[Stored items]
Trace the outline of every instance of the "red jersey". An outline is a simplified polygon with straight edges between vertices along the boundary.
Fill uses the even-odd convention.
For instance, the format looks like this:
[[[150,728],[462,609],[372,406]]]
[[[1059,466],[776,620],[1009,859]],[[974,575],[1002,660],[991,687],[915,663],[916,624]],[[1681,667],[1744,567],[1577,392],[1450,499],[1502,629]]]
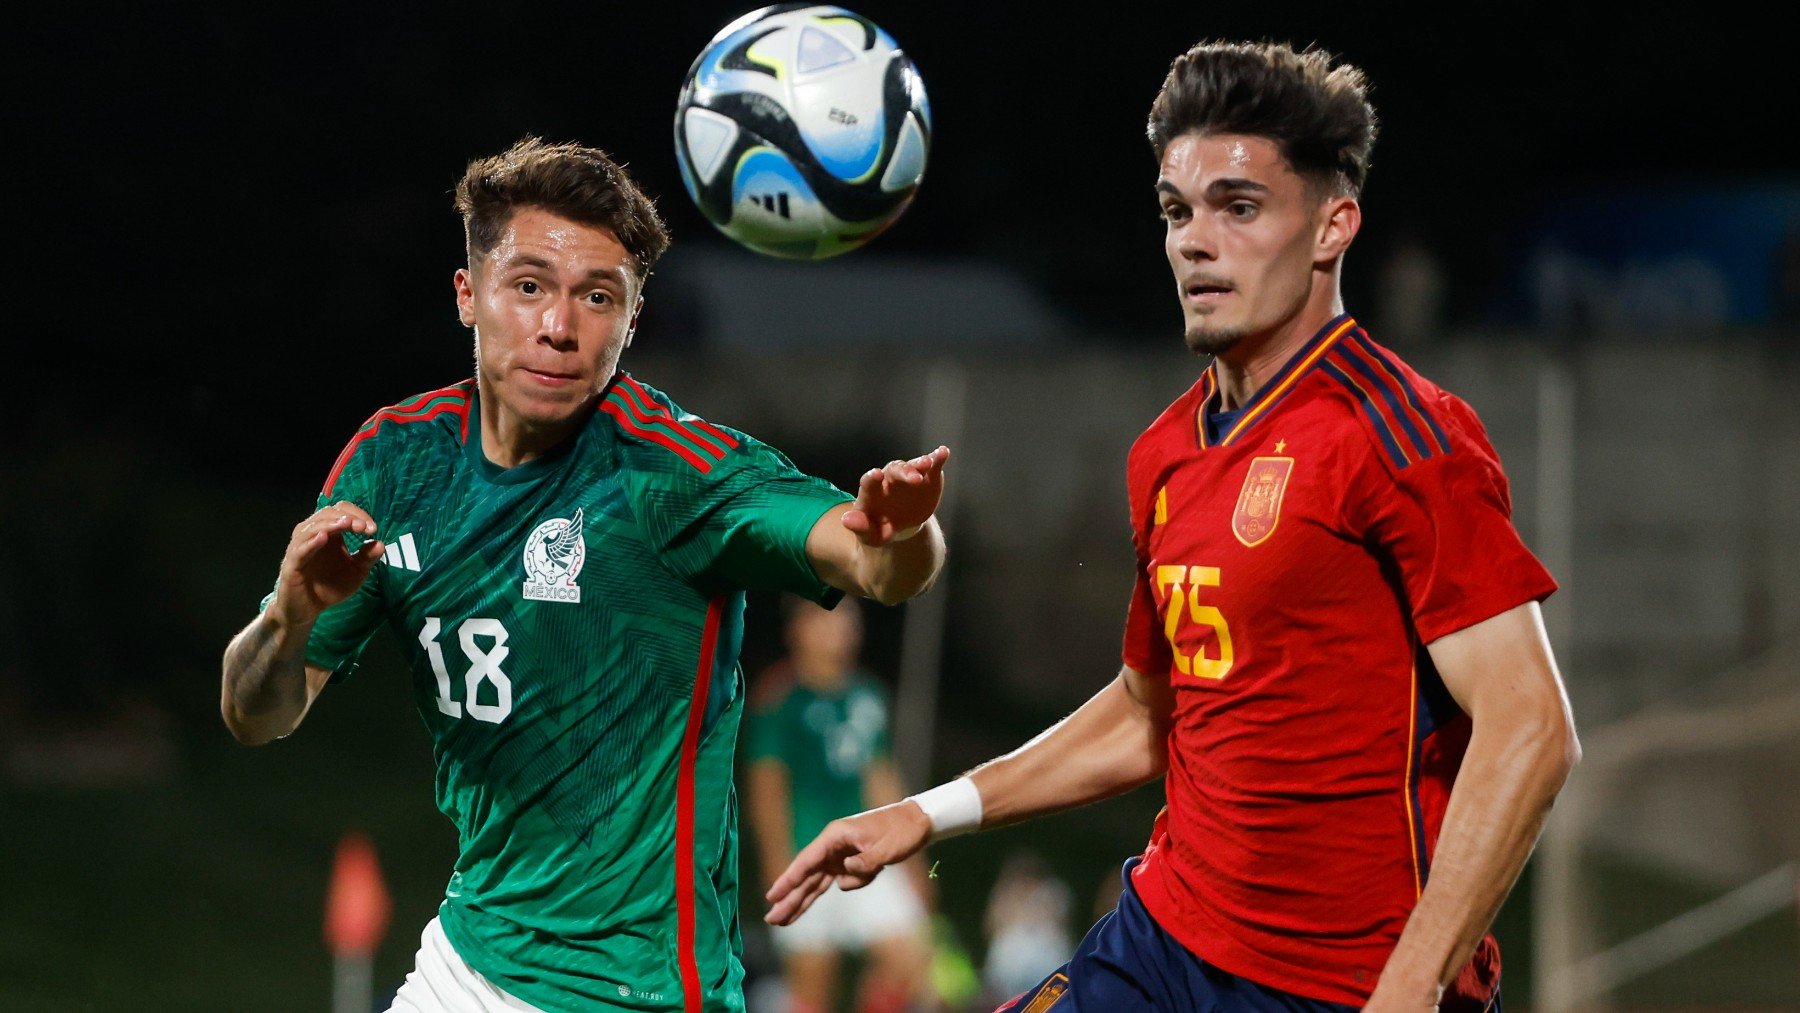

▸ PROBLEM
Could you copy exactly, and with no pictures, the lines above from the one containing "Fill uses the even-odd convention." through the last line, both included?

▸ RESULT
Fill uses the even-odd convention.
For instance, the format looks like this:
[[[150,728],[462,609],[372,406]]]
[[[1059,466],[776,620],[1009,859]],[[974,575],[1002,660],[991,687],[915,663],[916,624]],[[1681,667],[1744,567],[1577,392],[1450,499],[1502,629]]]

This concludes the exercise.